REQUIREMENT ->
Print the entries below in their entirety, exactly as they are written.

↓↓↓

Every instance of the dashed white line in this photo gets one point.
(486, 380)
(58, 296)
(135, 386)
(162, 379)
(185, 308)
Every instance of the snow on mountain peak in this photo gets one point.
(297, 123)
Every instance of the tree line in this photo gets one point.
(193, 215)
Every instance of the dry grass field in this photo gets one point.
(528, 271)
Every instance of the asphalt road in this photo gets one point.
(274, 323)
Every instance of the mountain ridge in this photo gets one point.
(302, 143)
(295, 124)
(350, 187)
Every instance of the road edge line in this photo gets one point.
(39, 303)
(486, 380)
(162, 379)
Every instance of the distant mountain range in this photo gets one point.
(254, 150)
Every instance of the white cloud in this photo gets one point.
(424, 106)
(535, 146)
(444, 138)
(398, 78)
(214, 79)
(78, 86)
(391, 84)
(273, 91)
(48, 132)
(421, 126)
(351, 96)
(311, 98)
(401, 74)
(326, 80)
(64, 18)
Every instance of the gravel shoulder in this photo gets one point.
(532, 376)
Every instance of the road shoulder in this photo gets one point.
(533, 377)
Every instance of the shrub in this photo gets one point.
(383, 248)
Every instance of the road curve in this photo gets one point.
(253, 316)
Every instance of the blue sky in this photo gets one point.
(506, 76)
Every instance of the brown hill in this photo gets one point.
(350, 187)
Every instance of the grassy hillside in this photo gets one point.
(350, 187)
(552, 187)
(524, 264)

↑↑↑

SOLUTION FOR THIS TASK ->
Every instance of the dashed white line in this photo gets one point.
(486, 380)
(58, 296)
(135, 386)
(162, 379)
(185, 308)
Every instance of the snow on mountain peak in this photo gets one point.
(297, 123)
Every instance of the tree line in this photo gets one point.
(193, 215)
Every instance of the dry grass field in this photo gets one point.
(528, 271)
Every instance of the asphalt road in this photo gets one point.
(274, 323)
Every instance of the mountain ridge in this photo gets one point.
(302, 143)
(295, 124)
(350, 187)
Every instance of the road edge line in this photo gets one point.
(39, 303)
(486, 380)
(162, 379)
Every instance of the distant mountain range in this photo gets one point.
(254, 150)
Every instance of the white cloud in this photo gets one point.
(424, 106)
(535, 146)
(444, 138)
(398, 78)
(214, 79)
(78, 86)
(391, 84)
(273, 91)
(48, 132)
(421, 126)
(351, 96)
(311, 98)
(401, 74)
(326, 80)
(64, 18)
Every instance of the gravel shoulder in this photo gets one point.
(532, 376)
Every instance of the road shoulder in this photo gets one point.
(533, 377)
Every instance of the shrub in this photo gets one point.
(383, 248)
Every instance of the road curve in this photo gets one point.
(253, 316)
Every instance of the blue sky in this photo gets one point.
(506, 76)
Every instance of the brown hill in this photo gets one point.
(350, 187)
Every instance of the grassy hillside in this photo gets one point.
(350, 187)
(552, 187)
(524, 264)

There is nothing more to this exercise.